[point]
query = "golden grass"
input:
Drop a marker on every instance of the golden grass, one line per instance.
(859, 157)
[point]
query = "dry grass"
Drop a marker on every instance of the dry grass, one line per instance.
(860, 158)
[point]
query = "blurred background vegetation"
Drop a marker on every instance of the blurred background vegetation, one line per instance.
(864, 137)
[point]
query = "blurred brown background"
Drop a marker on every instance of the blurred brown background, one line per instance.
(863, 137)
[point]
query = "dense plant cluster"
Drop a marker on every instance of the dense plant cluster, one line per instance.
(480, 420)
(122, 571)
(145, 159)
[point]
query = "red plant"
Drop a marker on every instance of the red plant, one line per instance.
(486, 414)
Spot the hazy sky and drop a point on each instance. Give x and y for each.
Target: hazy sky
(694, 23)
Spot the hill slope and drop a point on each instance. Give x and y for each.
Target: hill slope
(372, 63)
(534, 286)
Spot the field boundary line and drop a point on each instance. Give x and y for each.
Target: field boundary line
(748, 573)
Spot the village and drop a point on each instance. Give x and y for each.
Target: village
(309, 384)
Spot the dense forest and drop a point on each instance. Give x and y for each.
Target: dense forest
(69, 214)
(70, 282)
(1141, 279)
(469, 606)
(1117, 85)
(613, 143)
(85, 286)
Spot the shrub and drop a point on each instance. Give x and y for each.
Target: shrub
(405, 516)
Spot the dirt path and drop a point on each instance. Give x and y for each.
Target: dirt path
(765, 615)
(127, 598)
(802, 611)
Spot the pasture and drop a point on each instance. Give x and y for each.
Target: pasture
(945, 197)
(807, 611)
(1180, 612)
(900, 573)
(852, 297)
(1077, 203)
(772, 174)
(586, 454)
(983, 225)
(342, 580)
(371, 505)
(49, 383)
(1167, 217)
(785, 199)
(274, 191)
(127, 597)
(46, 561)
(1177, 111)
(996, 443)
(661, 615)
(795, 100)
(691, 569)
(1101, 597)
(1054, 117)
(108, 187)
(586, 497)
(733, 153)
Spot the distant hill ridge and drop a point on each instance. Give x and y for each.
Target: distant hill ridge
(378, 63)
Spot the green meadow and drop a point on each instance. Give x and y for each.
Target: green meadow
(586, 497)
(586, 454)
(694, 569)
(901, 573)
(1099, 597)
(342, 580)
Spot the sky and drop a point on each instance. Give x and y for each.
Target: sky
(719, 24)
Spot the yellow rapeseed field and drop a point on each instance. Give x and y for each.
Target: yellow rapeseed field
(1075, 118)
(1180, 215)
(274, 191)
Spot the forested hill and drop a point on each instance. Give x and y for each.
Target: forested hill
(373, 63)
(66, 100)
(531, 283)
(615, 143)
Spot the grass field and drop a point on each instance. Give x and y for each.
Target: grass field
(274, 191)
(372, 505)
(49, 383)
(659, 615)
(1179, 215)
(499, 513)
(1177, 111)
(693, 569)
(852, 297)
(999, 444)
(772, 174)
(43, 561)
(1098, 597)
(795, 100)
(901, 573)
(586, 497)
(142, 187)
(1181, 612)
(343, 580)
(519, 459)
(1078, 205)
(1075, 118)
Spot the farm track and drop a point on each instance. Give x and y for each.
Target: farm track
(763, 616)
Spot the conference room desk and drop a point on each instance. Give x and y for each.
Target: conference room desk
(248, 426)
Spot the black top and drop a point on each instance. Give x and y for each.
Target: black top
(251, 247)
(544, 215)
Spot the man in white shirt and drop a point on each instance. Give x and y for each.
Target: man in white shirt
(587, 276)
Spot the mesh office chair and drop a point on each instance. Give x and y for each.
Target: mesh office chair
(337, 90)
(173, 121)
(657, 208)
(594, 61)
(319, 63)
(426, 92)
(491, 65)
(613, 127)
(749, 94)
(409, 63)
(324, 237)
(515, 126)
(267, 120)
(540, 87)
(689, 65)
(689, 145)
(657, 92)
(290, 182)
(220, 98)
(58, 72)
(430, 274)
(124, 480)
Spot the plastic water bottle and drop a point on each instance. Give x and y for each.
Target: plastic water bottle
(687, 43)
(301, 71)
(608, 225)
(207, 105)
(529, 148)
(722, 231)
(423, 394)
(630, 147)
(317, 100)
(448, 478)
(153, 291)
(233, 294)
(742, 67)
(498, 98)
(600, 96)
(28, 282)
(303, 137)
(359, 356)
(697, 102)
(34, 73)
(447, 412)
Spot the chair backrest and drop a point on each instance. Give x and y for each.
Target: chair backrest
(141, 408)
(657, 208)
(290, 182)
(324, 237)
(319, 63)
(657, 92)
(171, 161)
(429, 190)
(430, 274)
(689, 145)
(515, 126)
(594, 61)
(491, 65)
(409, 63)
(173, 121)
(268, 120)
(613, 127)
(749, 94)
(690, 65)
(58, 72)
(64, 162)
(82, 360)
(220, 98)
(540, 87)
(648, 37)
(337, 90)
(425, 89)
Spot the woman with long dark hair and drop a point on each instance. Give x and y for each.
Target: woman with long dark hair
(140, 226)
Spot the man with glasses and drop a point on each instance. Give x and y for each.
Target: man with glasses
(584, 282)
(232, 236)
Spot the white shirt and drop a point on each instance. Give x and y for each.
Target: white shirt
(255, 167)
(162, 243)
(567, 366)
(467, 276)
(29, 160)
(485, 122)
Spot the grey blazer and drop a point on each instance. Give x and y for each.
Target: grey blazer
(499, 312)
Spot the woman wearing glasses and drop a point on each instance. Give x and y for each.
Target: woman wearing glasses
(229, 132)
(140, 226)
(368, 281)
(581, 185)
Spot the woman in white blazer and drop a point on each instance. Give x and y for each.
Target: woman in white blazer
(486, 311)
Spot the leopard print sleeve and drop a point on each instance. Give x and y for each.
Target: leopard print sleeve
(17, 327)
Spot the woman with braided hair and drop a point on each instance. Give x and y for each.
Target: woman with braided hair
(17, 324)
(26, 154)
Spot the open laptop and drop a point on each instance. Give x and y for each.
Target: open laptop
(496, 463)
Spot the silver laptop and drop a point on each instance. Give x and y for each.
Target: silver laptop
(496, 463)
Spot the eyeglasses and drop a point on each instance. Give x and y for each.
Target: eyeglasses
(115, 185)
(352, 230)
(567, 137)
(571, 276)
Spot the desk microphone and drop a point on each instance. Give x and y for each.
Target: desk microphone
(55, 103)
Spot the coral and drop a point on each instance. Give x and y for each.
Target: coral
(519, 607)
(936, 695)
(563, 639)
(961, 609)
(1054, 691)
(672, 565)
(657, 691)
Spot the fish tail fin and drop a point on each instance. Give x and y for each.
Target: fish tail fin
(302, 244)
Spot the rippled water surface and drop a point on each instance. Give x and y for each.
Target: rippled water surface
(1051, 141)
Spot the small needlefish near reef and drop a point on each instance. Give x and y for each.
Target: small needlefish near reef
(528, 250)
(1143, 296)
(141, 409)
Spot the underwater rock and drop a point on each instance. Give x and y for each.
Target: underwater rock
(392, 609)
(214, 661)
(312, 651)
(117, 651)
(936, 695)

### What is required
A complete, exact copy of the entries above is what is wanted.

### Task output
[point]
query = "golden grass"
input:
Drop a marker on every instance of the golden grass, one line per instance.
(859, 157)
[point]
query = "dry grass"
Drop a marker on every instance of the dry grass, one line per instance.
(860, 158)
[point]
query = "blurred background vegetation"
Drop a marker on every instance of the blurred background vegetation, one line per instance.
(864, 137)
[point]
query = "blurred brown background"
Drop a marker on every instance of the blurred brown background, one line per instance.
(863, 137)
[point]
query = "dense plant cluster"
Drop a marker on every instance of the dense plant cluster, one line per instance.
(480, 420)
(122, 571)
(145, 159)
[point]
query = "red plant"
Drop a marker on every instance of the red plant, one line per instance.
(486, 414)
Spot the hazy sky and drop a point on each instance. Give x and y for each.
Target: hazy sky
(694, 23)
Spot the hill slope and drop a point on each instance. Give x and y for each.
Target: hill slope
(372, 63)
(534, 286)
Spot the field boundary line and drop a point on each instance. Give x and y for each.
Target: field boundary line
(748, 573)
Spot the village and drop a point on each instance. Give x and y for each.
Target: village
(309, 384)
Spot the dense forest and drop a point on each instance. Give x and y for each.
Target: dense forest
(69, 214)
(70, 282)
(1141, 279)
(469, 606)
(1117, 85)
(613, 143)
(85, 286)
Spot the shrub and drop a point on each instance. Give x and y for each.
Target: shrub
(405, 516)
Spot the dirt path and drop a point on each instance. Give x and y for each.
Target: dirt path
(765, 615)
(127, 598)
(802, 611)
Spot the pasture and drop a point on each instance. Give x and y for each.
Target: pasture
(945, 197)
(807, 611)
(1180, 612)
(900, 573)
(852, 297)
(1077, 203)
(772, 174)
(586, 454)
(983, 225)
(342, 580)
(371, 505)
(49, 383)
(1167, 217)
(785, 199)
(274, 191)
(127, 597)
(46, 561)
(1177, 111)
(996, 443)
(661, 615)
(795, 100)
(691, 569)
(1101, 597)
(1054, 117)
(108, 187)
(586, 497)
(733, 153)
Spot the distant hill ridge and drop a point on each instance. Give x and y for each.
Target: distant hill ridge
(378, 63)
Spot the green meadow and drop a point on each instance. Give x and y for each.
Target: green meadow
(586, 497)
(586, 454)
(694, 569)
(901, 573)
(1099, 597)
(342, 580)
Spot the sky and drop a point on each instance. Give x and y for each.
Target: sky
(719, 24)
Spot the yellow rapeseed field and drop a point on each instance. Give x and y for each.
Target: yellow rapeseed field
(1075, 118)
(1180, 215)
(274, 191)
Spot the forested hill and drop a point on each instance. Give x and y for each.
Target: forested hill
(373, 63)
(66, 100)
(531, 283)
(615, 143)
Spot the grass field and drop a point on each instance. Give x and y for each.
Target: grass field
(274, 191)
(372, 505)
(49, 383)
(659, 615)
(1179, 215)
(499, 513)
(1177, 111)
(693, 569)
(852, 297)
(999, 444)
(772, 174)
(43, 561)
(1098, 597)
(795, 100)
(901, 573)
(586, 497)
(142, 187)
(1181, 612)
(343, 580)
(519, 459)
(1078, 205)
(1075, 118)
Spot the farm track and drop a point on each instance. Give x and y for each.
Target: farm track
(763, 616)
Spot the conference room desk and drop a point on each instance. Give x and y for each.
Target: conference room desk
(248, 426)
Spot the black top and drop a point on each instance. Give x and y for each.
Target: black top
(251, 247)
(544, 215)
Spot the man in white shirt and drop a point on each instance. Give x and y for each.
Target: man in white shirt
(587, 276)
Spot the mesh office chair and drop a point on each instance. Give x and y for each.
Target: mesh office chair
(337, 90)
(173, 121)
(657, 208)
(594, 61)
(319, 63)
(426, 92)
(491, 65)
(613, 127)
(749, 94)
(409, 63)
(324, 237)
(515, 126)
(267, 120)
(540, 87)
(689, 65)
(689, 145)
(657, 92)
(290, 182)
(220, 98)
(58, 72)
(430, 274)
(124, 480)
Spot the plastic water bottle and drop a point on each instance. Give x and y for each.
Target: plastic water bottle
(687, 43)
(301, 71)
(608, 225)
(207, 105)
(529, 148)
(722, 231)
(423, 394)
(630, 147)
(317, 100)
(448, 478)
(153, 291)
(233, 294)
(742, 67)
(498, 98)
(600, 96)
(28, 282)
(303, 137)
(359, 356)
(697, 102)
(34, 73)
(447, 412)
Spot the chair backrest and drop a point on each instance. Give x and y for each.
Target: chair backrest
(141, 408)
(657, 208)
(290, 182)
(324, 237)
(319, 63)
(657, 92)
(171, 161)
(429, 190)
(430, 274)
(689, 145)
(515, 126)
(594, 61)
(491, 65)
(409, 63)
(173, 121)
(268, 120)
(613, 127)
(749, 94)
(690, 65)
(58, 72)
(64, 162)
(82, 360)
(220, 98)
(540, 87)
(648, 37)
(337, 90)
(425, 89)
Spot the woman with long dark hair and drop a point on each instance. Give x and y for each.
Target: woman with long dark hair
(140, 226)
Spot the man with glasses and drop a point on each instance. Give x and y for each.
Target: man with glasses
(584, 282)
(232, 236)
Spot the white shirt and drop a point on each instance. Give x and y for each.
Target: white shirt
(255, 167)
(162, 243)
(567, 366)
(467, 276)
(29, 160)
(485, 122)
Spot the grey blazer and drop a point on each instance. Give x and y for each.
Target: grey blazer
(499, 312)
Spot the woman wearing glasses and drop a point on each instance. Give x and y for each.
Target: woman wearing glasses
(229, 132)
(140, 226)
(368, 281)
(581, 185)
Spot the woman in white blazer and drop a point on each instance. Give x and y for each.
Target: woman in white blazer
(486, 311)
Spot the leopard print sleeve and drop a point on each instance. Give x and y for each.
Target: leopard print sleeve
(17, 327)
Spot the woman with braided hair and drop a point on each instance. Give x and y for each.
Target: woman with braided hair
(17, 324)
(26, 154)
Spot the open laptop and drop a point on each instance. Give x and y for each.
Target: open laptop
(496, 463)
Spot the silver laptop and drop a point on each instance. Give x and y for each.
Target: silver laptop
(496, 463)
Spot the eyeglasses and drop a point on each instance. Give x and y for each.
Target: eyeglasses
(115, 185)
(352, 230)
(567, 137)
(571, 276)
Spot the desk microphone and drop a point on each instance. Give x and y for each.
Target: desk microphone
(55, 103)
Spot the coral and drop a point on each instance. Give x and y for each.
Target: coral
(519, 607)
(936, 695)
(563, 639)
(961, 609)
(1054, 691)
(672, 565)
(657, 691)
Spot the fish tail fin and drop a point on each instance. Give x and y for each.
Target: fish tail fin
(302, 244)
Spot the rippled water surface and drop a point on each instance. Give x and y for each.
Target: rippled water surface
(1051, 141)
Spot the small needlefish near reef and drop a point on each instance. Give x and y for each.
Target: small needlefish near reef
(528, 250)
(1143, 296)
(141, 409)
Spot the underwater rock and drop a point on each instance. Give x and y for each.
Target: underwater rock
(392, 609)
(214, 661)
(312, 651)
(117, 651)
(936, 695)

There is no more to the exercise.